• _GOAL_:
Restate the whole listing exactly.

• _SUPPLIED DATA_:

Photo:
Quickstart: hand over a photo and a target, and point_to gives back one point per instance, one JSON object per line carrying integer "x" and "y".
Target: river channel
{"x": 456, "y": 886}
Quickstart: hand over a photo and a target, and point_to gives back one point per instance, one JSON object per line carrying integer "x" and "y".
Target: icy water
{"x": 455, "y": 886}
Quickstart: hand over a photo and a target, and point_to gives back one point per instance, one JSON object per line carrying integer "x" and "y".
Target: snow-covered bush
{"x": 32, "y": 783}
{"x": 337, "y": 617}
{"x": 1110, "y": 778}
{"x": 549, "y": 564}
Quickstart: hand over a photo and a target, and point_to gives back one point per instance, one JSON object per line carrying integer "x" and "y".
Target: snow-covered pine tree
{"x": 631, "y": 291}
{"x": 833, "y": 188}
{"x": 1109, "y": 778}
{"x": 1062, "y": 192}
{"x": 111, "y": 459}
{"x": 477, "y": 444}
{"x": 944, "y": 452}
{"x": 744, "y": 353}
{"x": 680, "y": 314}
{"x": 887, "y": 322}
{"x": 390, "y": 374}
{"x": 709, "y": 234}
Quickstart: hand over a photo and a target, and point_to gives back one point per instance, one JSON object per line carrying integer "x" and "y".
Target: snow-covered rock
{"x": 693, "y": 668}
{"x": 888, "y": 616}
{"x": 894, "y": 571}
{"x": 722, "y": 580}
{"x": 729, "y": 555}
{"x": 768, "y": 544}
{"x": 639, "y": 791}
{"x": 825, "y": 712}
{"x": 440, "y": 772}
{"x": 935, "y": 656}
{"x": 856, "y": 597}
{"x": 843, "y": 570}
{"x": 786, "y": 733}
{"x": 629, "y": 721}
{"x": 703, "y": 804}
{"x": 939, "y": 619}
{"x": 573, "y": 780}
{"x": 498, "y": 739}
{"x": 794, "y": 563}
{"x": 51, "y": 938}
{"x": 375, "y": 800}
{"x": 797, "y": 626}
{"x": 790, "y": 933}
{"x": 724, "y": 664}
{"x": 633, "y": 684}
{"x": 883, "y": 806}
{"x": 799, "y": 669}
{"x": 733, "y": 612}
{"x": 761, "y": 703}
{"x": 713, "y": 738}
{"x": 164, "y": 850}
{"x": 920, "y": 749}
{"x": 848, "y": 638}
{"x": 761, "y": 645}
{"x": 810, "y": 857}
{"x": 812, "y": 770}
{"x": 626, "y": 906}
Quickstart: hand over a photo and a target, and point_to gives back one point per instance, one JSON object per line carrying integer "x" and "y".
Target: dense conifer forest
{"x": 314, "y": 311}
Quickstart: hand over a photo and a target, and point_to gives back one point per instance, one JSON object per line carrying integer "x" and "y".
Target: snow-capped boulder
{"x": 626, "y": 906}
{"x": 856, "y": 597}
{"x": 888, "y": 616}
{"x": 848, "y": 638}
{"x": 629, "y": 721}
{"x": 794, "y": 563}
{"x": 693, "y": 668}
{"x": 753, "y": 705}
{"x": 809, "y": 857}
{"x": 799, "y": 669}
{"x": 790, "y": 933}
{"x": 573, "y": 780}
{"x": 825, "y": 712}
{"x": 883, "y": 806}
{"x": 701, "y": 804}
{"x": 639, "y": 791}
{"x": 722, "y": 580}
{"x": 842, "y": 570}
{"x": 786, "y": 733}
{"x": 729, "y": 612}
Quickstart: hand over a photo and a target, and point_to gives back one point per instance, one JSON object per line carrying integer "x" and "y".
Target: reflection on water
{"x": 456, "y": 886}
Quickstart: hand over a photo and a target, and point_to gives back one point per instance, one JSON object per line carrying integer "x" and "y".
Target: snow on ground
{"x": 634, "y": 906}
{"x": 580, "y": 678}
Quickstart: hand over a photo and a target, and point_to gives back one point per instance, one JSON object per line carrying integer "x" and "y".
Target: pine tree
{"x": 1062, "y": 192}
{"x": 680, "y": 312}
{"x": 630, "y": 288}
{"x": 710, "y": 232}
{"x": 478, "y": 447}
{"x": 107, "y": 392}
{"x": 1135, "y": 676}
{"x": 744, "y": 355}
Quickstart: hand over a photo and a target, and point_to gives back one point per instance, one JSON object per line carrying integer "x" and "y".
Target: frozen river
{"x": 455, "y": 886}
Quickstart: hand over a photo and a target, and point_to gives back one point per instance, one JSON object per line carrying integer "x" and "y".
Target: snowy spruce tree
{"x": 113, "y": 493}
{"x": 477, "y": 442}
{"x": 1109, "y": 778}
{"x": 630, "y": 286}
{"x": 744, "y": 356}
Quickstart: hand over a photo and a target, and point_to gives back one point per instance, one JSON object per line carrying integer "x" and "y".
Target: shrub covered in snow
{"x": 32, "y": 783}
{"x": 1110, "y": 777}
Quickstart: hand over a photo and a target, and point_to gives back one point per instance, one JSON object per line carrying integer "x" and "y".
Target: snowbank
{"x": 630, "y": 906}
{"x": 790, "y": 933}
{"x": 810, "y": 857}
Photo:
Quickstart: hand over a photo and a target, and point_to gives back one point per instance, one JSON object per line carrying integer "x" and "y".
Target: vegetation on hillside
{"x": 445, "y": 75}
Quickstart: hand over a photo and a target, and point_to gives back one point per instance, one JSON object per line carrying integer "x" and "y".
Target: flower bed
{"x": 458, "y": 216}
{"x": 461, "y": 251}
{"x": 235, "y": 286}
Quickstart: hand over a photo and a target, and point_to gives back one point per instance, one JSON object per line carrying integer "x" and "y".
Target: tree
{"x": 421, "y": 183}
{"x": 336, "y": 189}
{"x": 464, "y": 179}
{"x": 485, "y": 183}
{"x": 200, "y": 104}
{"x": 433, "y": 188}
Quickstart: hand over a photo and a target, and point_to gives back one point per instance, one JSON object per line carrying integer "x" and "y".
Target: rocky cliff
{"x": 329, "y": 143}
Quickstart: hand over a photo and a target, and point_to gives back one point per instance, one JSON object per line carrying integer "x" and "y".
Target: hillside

• _COMPLETE OUTPUT_:
Photo:
Quickstart: hand over a photo and a target, and point_to gives back one point per instance, one JSON object per line carrying integer "x" and "y".
Target: river channel
{"x": 456, "y": 886}
Quickstart: hand over a photo and a target, and point_to gives back one point per instance, one JSON object per line carrying integer "x" and "y".
Target: icy water
{"x": 455, "y": 886}
Quickstart: hand over a photo and a target, and point_to gives back one point per instance, one JSON object per line carrying integer "x" and "y".
Target: snow-covered bush
{"x": 32, "y": 783}
{"x": 337, "y": 617}
{"x": 1110, "y": 778}
{"x": 549, "y": 564}
Quickstart: hand over a photo and a target, and point_to gives back one point per instance, one JSON object per line carrying integer "x" and "y".
Target: snow-covered pine tree
{"x": 631, "y": 291}
{"x": 833, "y": 188}
{"x": 1109, "y": 778}
{"x": 1062, "y": 192}
{"x": 111, "y": 459}
{"x": 477, "y": 444}
{"x": 944, "y": 452}
{"x": 744, "y": 353}
{"x": 680, "y": 314}
{"x": 887, "y": 322}
{"x": 390, "y": 374}
{"x": 709, "y": 234}
Quickstart: hand over a photo and a target, and point_to gives back one point per instance, one JSON object per line carrying integer "x" and "y".
Target: snow-covered rock
{"x": 693, "y": 668}
{"x": 888, "y": 616}
{"x": 894, "y": 571}
{"x": 722, "y": 580}
{"x": 729, "y": 555}
{"x": 768, "y": 544}
{"x": 639, "y": 791}
{"x": 825, "y": 712}
{"x": 440, "y": 772}
{"x": 935, "y": 656}
{"x": 856, "y": 597}
{"x": 843, "y": 570}
{"x": 786, "y": 733}
{"x": 629, "y": 721}
{"x": 703, "y": 804}
{"x": 939, "y": 619}
{"x": 573, "y": 780}
{"x": 498, "y": 739}
{"x": 794, "y": 563}
{"x": 51, "y": 938}
{"x": 375, "y": 800}
{"x": 797, "y": 626}
{"x": 790, "y": 933}
{"x": 724, "y": 664}
{"x": 633, "y": 684}
{"x": 883, "y": 806}
{"x": 799, "y": 669}
{"x": 733, "y": 612}
{"x": 761, "y": 703}
{"x": 713, "y": 738}
{"x": 164, "y": 850}
{"x": 920, "y": 749}
{"x": 848, "y": 638}
{"x": 761, "y": 645}
{"x": 810, "y": 857}
{"x": 812, "y": 770}
{"x": 626, "y": 906}
Quickstart: hand over a photo and a target, and point_to gives back one point per instance, one JSON object per line carrying integer "x" and "y".
Target: dense conifer forest
{"x": 314, "y": 311}
Quickstart: hand over a photo and a target, and point_to gives back one point per instance, one JSON object per line carrying integer "x" and "y".
Target: snow-capped boulder
{"x": 626, "y": 906}
{"x": 856, "y": 597}
{"x": 888, "y": 616}
{"x": 848, "y": 638}
{"x": 629, "y": 721}
{"x": 794, "y": 563}
{"x": 693, "y": 668}
{"x": 753, "y": 705}
{"x": 809, "y": 857}
{"x": 799, "y": 669}
{"x": 790, "y": 933}
{"x": 573, "y": 780}
{"x": 825, "y": 712}
{"x": 883, "y": 806}
{"x": 701, "y": 804}
{"x": 639, "y": 791}
{"x": 722, "y": 580}
{"x": 842, "y": 570}
{"x": 786, "y": 733}
{"x": 729, "y": 612}
Quickstart: hand over a photo and a target, and point_to gives back one point per instance, one JSON object per line carrying integer "x" and "y".
Target: reflection on water
{"x": 456, "y": 886}
Quickstart: hand over a photo and a target, and point_to gives back one point per instance, one JSON object per line carrying integer "x" and "y".
Target: snow on ground
{"x": 634, "y": 906}
{"x": 580, "y": 678}
Quickstart: hand over a photo and a target, and point_to gives back one point per instance, one JSON object per line carrying integer "x" and "y".
Target: pine tree
{"x": 1062, "y": 192}
{"x": 680, "y": 312}
{"x": 630, "y": 288}
{"x": 710, "y": 232}
{"x": 478, "y": 447}
{"x": 107, "y": 392}
{"x": 1135, "y": 676}
{"x": 744, "y": 355}
Quickstart: hand over a photo and a target, and point_to gives back one point per instance, one JSON object per line carrying integer "x" and "y".
Target: frozen river
{"x": 455, "y": 886}
Quickstart: hand over a photo and a target, and point_to gives back one point per instance, one JSON object per line carrying integer "x" and "y".
Target: snowy spruce tree
{"x": 113, "y": 493}
{"x": 477, "y": 442}
{"x": 1109, "y": 778}
{"x": 630, "y": 286}
{"x": 744, "y": 356}
Quickstart: hand over a photo and a target, and point_to gives back one point per instance, one JSON object per line carrying integer "x" and "y".
Target: shrub covered in snow
{"x": 32, "y": 783}
{"x": 1110, "y": 777}
Quickstart: hand over a photo and a target, and point_to gives back one point per instance, one JSON object per line carrying integer "x" and "y".
Target: snowbank
{"x": 630, "y": 906}
{"x": 790, "y": 933}
{"x": 810, "y": 857}
Photo:
Quickstart: hand over a photo and a target, and point_to gives back one point per instance, one JSON object per line carrying integer "x" and "y".
Target: vegetation on hillside
{"x": 445, "y": 75}
Quickstart: hand over a photo and a target, and point_to gives back one point per instance, one JSON object per line carrying integer "x" and "y".
Target: flower bed
{"x": 458, "y": 216}
{"x": 461, "y": 251}
{"x": 235, "y": 286}
Quickstart: hand over a photo and a target, and point_to gives back one point per instance, one JSON object per line carrying integer "x" and "y".
Target: tree
{"x": 421, "y": 183}
{"x": 336, "y": 189}
{"x": 464, "y": 179}
{"x": 485, "y": 183}
{"x": 200, "y": 104}
{"x": 433, "y": 188}
Quickstart: hand over a photo and a target, and point_to gives back one point per instance, one JSON object per line carrying integer "x" and "y".
Target: rocky cliff
{"x": 329, "y": 143}
Quickstart: hand over a photo and a target, and point_to gives back one point per instance, one JSON object per line carrying integer "x" and "y".
Target: hillside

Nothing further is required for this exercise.